* _DIRECTIONS FOR THIS TASK_: Exclude the pictures; give every entry again exactly as written.

(Collection entries)
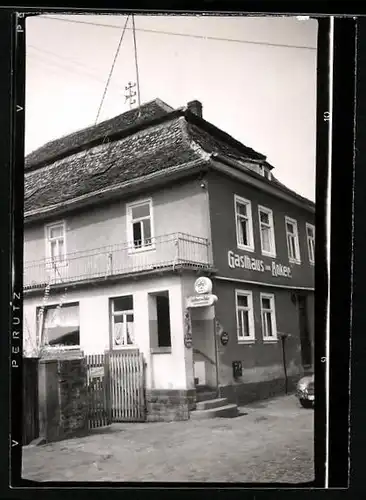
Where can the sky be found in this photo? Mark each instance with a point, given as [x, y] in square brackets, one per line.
[257, 83]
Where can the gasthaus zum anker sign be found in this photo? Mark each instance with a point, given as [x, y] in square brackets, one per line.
[251, 264]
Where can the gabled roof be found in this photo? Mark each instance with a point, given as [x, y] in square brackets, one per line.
[155, 139]
[53, 150]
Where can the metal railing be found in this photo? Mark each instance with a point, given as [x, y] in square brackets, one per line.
[175, 250]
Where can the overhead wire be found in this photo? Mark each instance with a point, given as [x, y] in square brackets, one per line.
[189, 35]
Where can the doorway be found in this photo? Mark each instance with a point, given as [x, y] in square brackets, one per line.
[305, 339]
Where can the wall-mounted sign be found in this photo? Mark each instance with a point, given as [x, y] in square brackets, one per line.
[203, 285]
[201, 300]
[224, 337]
[252, 264]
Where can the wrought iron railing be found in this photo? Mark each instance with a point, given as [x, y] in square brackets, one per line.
[170, 251]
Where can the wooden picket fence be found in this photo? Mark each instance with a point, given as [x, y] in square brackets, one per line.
[116, 387]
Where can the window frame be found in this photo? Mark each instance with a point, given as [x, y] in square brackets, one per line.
[47, 229]
[125, 313]
[130, 240]
[251, 337]
[269, 212]
[248, 203]
[297, 258]
[54, 306]
[312, 226]
[271, 297]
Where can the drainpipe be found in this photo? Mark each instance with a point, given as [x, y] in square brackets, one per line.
[283, 342]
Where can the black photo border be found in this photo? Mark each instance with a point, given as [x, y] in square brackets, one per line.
[342, 237]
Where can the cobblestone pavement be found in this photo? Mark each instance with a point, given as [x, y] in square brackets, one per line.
[271, 441]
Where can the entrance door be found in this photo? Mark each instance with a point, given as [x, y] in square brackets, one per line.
[305, 340]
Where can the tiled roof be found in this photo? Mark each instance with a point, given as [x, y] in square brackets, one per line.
[157, 139]
[54, 149]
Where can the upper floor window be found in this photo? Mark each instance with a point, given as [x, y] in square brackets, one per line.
[266, 227]
[244, 224]
[55, 242]
[268, 313]
[292, 236]
[122, 321]
[140, 227]
[245, 317]
[310, 235]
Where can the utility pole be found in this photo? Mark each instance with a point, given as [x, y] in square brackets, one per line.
[130, 94]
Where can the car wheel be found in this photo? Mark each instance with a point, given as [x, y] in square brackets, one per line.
[305, 403]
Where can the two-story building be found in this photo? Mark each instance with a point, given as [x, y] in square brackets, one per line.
[120, 221]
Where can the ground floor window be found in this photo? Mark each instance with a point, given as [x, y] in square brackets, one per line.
[268, 314]
[122, 321]
[244, 314]
[60, 325]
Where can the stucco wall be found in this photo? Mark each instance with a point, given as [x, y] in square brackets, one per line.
[180, 207]
[222, 215]
[164, 371]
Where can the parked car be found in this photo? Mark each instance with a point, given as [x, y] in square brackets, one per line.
[305, 391]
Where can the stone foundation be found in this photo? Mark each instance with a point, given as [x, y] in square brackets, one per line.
[167, 405]
[246, 393]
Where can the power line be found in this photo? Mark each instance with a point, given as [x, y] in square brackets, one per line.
[111, 71]
[202, 37]
[136, 62]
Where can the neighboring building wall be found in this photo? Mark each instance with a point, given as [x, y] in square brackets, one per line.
[165, 370]
[180, 207]
[222, 212]
[262, 362]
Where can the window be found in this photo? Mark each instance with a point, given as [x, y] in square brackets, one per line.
[55, 242]
[122, 322]
[60, 325]
[269, 328]
[244, 224]
[292, 240]
[267, 231]
[310, 233]
[244, 314]
[140, 224]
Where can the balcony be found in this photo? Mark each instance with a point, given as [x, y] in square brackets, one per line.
[174, 251]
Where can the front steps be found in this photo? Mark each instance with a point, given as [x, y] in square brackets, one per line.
[214, 408]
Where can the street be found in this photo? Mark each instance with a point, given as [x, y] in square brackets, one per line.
[271, 441]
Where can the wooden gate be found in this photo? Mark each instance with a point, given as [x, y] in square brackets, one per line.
[116, 388]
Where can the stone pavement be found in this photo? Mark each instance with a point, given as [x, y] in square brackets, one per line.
[271, 441]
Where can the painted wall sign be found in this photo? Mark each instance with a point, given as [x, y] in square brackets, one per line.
[252, 264]
[203, 285]
[201, 300]
[224, 337]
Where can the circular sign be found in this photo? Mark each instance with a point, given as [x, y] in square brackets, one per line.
[224, 337]
[203, 285]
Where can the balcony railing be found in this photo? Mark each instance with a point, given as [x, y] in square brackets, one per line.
[174, 251]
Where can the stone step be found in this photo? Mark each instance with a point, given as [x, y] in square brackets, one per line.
[211, 403]
[205, 395]
[227, 411]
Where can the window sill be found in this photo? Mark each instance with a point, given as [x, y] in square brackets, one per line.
[161, 350]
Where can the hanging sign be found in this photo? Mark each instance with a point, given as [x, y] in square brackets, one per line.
[224, 337]
[201, 300]
[203, 285]
[244, 262]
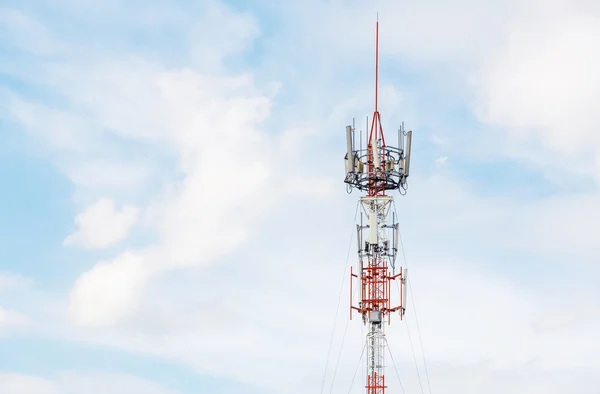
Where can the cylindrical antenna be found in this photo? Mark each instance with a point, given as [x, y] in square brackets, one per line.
[350, 158]
[358, 239]
[360, 143]
[353, 139]
[407, 154]
[367, 132]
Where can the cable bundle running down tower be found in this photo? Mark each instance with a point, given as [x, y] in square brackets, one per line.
[377, 168]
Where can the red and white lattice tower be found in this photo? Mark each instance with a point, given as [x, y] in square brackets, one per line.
[377, 168]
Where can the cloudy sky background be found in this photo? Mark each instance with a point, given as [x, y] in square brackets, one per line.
[173, 217]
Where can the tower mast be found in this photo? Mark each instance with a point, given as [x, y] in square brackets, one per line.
[374, 170]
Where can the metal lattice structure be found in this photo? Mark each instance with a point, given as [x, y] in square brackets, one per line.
[375, 169]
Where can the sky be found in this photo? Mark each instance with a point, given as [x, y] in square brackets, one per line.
[173, 217]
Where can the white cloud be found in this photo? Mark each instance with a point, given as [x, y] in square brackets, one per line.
[441, 161]
[10, 319]
[69, 383]
[542, 84]
[10, 281]
[102, 225]
[268, 306]
[110, 290]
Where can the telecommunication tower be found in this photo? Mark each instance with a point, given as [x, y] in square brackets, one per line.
[375, 169]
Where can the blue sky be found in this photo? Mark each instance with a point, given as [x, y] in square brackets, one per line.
[173, 181]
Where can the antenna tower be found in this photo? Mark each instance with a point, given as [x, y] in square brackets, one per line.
[375, 169]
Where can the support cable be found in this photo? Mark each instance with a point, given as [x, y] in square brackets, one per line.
[340, 353]
[339, 299]
[357, 365]
[416, 318]
[412, 298]
[394, 364]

* _RESULT BELOW_:
Where can the sky be found in this photo? Mark each instance with a point, given as [x, y] in square brackets, one per line.
[257, 83]
Where can the gasthaus zum anker sign be found in this photo? Mark each instance with a point, given as [x, y] in square brackets, one per line.
[251, 264]
Where can the gabled roof be found in this photo? Mark each instance with a point, given as [x, y] in square brackets, one per line.
[155, 139]
[53, 150]
Where can the metal railing be found in this photo? Mark each instance with a point, given as [x, y] in square brackets, one per line.
[175, 250]
Where can the overhead wire be found in this photo? Mark each instance with a point, given as [x, y] in square brackets, one per line.
[189, 35]
Where can the doorway be found in this photo? Mark each instance with a point, given as [x, y] in square brackets, one per line.
[305, 339]
Where can the wall-mounted sign be found in this photo? Mark each instance with a point, given as [x, y] in square brackets, one per line.
[203, 285]
[201, 300]
[224, 337]
[252, 264]
Where can the wrought iron railing be found in this photo? Mark each instance with a point, given as [x, y] in square brackets, one per line.
[170, 251]
Where can the wooden picket fence be found in this photo? Mark each instance with a point, given as [x, y] in square brackets, one per line.
[116, 387]
Where can the window frame be found in this photo? Mark each instance with a point, given as [x, y] in square brackets, one per line.
[47, 229]
[125, 313]
[130, 240]
[251, 337]
[269, 212]
[248, 203]
[297, 258]
[54, 306]
[312, 226]
[271, 297]
Where can the drainpipe be found in this photo? Mark each instance with a point, given as [x, y] in square brackets, one per line.
[283, 342]
Where can the black photo border be found in this photo? Mark each instance with a point, given as [x, y] in square brackets, one per line.
[342, 237]
Where can the cobblestone pavement be found in this photo? Mark each instance with a point, given as [x, y] in square brackets, one per line.
[271, 441]
Where can the entrance door be found in this photo? Mark each instance with a point, given as [x, y] in square brackets, one per line.
[305, 340]
Where can the tiled roof be found in this photo? Mark each instance with a point, given as [x, y] in square brackets, one per line.
[157, 139]
[54, 149]
Where can the upper floor window be found in this photo? Mark each instance with a point, given as [x, y] in square brackets, one per line.
[266, 227]
[244, 224]
[55, 242]
[268, 313]
[292, 236]
[122, 321]
[140, 227]
[245, 317]
[310, 235]
Where can the utility pole be found in this photo? Mark each instance with a point, given as [x, y] in square brackets, one per line.
[130, 94]
Where can the car wheel be found in this photo? Mark each instance with a point, given as [x, y] in square brackets, one per line.
[305, 403]
Where can the two-story building be found in this photo? Mark each instance with a point, given as [x, y] in square brackets, one per line.
[120, 221]
Where can the ground floor window be found in this photo? Mark each instance with a point, given as [x, y] in square brackets, one per line.
[268, 314]
[122, 321]
[244, 314]
[60, 325]
Where can the stucco wall be found in this photo? Mark each instance with a point, given as [x, y] in square brackets, one per line.
[180, 207]
[222, 215]
[164, 371]
Where can the parked car be found in this photo? Mark each instance with a point, given as [x, y] in square brackets, one per line.
[305, 391]
Where can the stone foundation be found in this photo? Mark each instance with a point, given as [x, y] in square brackets, one per line.
[167, 405]
[246, 393]
Where can the power line be found in this photo? Mark each instance with a point, given as [x, y] in square brackets, one per line.
[111, 71]
[202, 37]
[136, 62]
Where can the neighboring building wall be found in this photo? Mark each instance with a point, given as [x, y] in square brackets, one per line.
[165, 370]
[180, 207]
[222, 212]
[262, 362]
Where can the window be found in this photo? Mark each instance with a point, given as [x, y] in square brackets, one per line.
[55, 242]
[122, 322]
[60, 325]
[269, 328]
[244, 224]
[292, 240]
[267, 231]
[310, 233]
[244, 314]
[140, 224]
Where can the balcony be found in this photo? Mark each instance with a point, given as [x, y] in square brackets, one per line.
[174, 251]
Where can the front steps be found in this photo? Mark each instance with a point, given as [x, y] in square brackets, one per line.
[214, 408]
Where can the street be found in this photo? Mark each instance with a point, given as [x, y] in square brackets, one per line.
[271, 441]
Where can the wooden gate be found in this photo? Mark each instance with a point, given as [x, y] in square brackets, one per line.
[116, 388]
Where can the stone pavement be found in this photo? Mark each instance with a point, given as [x, y] in square brackets, one per line.
[271, 441]
Where can the painted wall sign be found in this photo? Mark each instance with a point, given as [x, y] in square brackets, one per line.
[252, 264]
[203, 285]
[201, 300]
[224, 337]
Where can the circular sign be found in this photo? Mark each instance with a point, given as [x, y] in square brackets, one per line.
[224, 337]
[203, 285]
Where can the balcony railing be found in this photo? Mark each instance with a point, given as [x, y] in square brackets, one per line.
[174, 251]
Where can the stone step be found in this photo? Mark each instance with a point, given as [x, y] in square brackets, one per line.
[211, 403]
[205, 395]
[227, 411]
Where can the window sill be found in this photo? Mark each instance with a point, given as [x, y] in square brackets, one per line.
[161, 350]
Where can the hanging sign be found in this photo? Mark each instance with a point, given as [x, y] in square brackets, one per line.
[224, 337]
[201, 300]
[203, 285]
[244, 262]
Where can the cylindrical antenna be found in this photo? Mark each instance with a point, given as [x, y] in square brackets, one per line.
[350, 158]
[358, 239]
[360, 143]
[353, 139]
[407, 154]
[367, 132]
Where can the cable bundle running down tower be found in this photo? Mark each instance with a point, given as [x, y] in square brackets, one per line.
[377, 168]
Where can the red and white lattice tower be found in this photo? Mark each instance with a point, given as [x, y] in square brackets, one per line.
[377, 168]
Where can the cloudy sky background be found in this photo? Mark each instance with a point, given as [x, y] in square brackets, one per line.
[173, 217]
Where can the tower mast be found in this photo? Mark each instance with a point, given as [x, y] in square brackets, one per line.
[374, 170]
Where can the metal lattice structure be found in this photo? Mark each instance with a point, given as [x, y] in square brackets, one per line.
[375, 169]
Where can the sky be found in this photo? Mark each instance with a point, given as [x, y] in square brackets, one per line.
[173, 217]
Where can the white cloud be found in this photo? Mark each instance with a point, given as [x, y] in square brackets, one per line.
[441, 161]
[10, 319]
[69, 383]
[542, 84]
[10, 281]
[102, 225]
[268, 306]
[110, 290]
Where can the telecommunication tower be found in this photo? Mark each instance with a point, given as [x, y] in square brackets, one per line.
[375, 169]
Where can the blue sky be found in this photo? Mark each instance with a point, given as [x, y] in square brackets, one per line.
[173, 181]
Where can the antenna tower be found in this photo? Mark each instance with a point, given as [x, y] in square brackets, one per line.
[375, 169]
Where can the support cable be found in this photo? Mark each instance with a point, given as [x, y] in square brackets, one per line.
[340, 353]
[339, 299]
[357, 365]
[416, 318]
[412, 298]
[394, 364]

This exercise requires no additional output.